• [Selected text]
** BEGIN **
Peele co-wrote this with director Nia DaCosta and Win Rosenfeld, and together they’ve created a means of keeping the Candyman urban myth relevant which is ingeniously inventive, but also completely needless. Drawing very heavily on the events of the first film and in particular some of the characters, is a good move to ensure continuity. But then, typically it all falls apart by the heavy-handed agenda that Peele is promoting, that actually weakens the Candyman character by diluting it.
The Candyman of this film isn’t Daniel Robitaille, we have a brand new Candyman in the form of Sherman Fields (Michael Hargrove) who wore a long coat with a fur collar, like Robitaille, and had a hook for a hand. In the late seventies, he used to hand out candy to the kids (I don’t think I’d have accepted candy from a stranger with a hook for a hand as a kid, personally) but one day – one of the sweets had a razor blade in it and the police began hunting for Fields as a suspect.
Long story short – one day, they catch up to him and beat him to death. In the aftermath of the tragic and needless death of George Floyd at the hands of the police, this killing of a black man by white cops in a horror film has the subtlety and sensitivity of a sledgehammer. The swarm of bees which killed Robitaille is, according to the dialogue, replaced by a “swarm” of white cops. A few days later, more candy with razor blades inside appeared, thus proving that Fields was killed unnecessarily. He was innocent.
Our central character this time is an artist named Anthony McCoy (Yahya Abdul-Mateen II, who begins delving into the urban legends of (get this) not only Fields, but Robitaille and others, and gets sucked into the legend in the now upmarket, redeveloped Cabrini Green. So, there isn’t just ONE Candyman. Confusingly, Candyman is whoever person of colour has been persecuted, prosecuted and/or executed by white people and over the years there have been a few of them. This, as I said, dilutes the power and nobility of the original. I’m assuming that as Candyman has to have a long overcoat with a fur collar and a hook for a right hand, all those who assumed the mantle already had those items in their wardrobe.
** END **
• [What is needed] Who does the Candyman review name as the film's writers?

• [Dataset excerpt]
** BEGIN **
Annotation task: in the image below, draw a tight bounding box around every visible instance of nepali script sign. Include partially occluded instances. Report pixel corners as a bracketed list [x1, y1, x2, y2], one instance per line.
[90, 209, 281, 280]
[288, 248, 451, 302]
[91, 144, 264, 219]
** END **
• [Task result] Peele, Nia DaCosta, Win Rosenfeld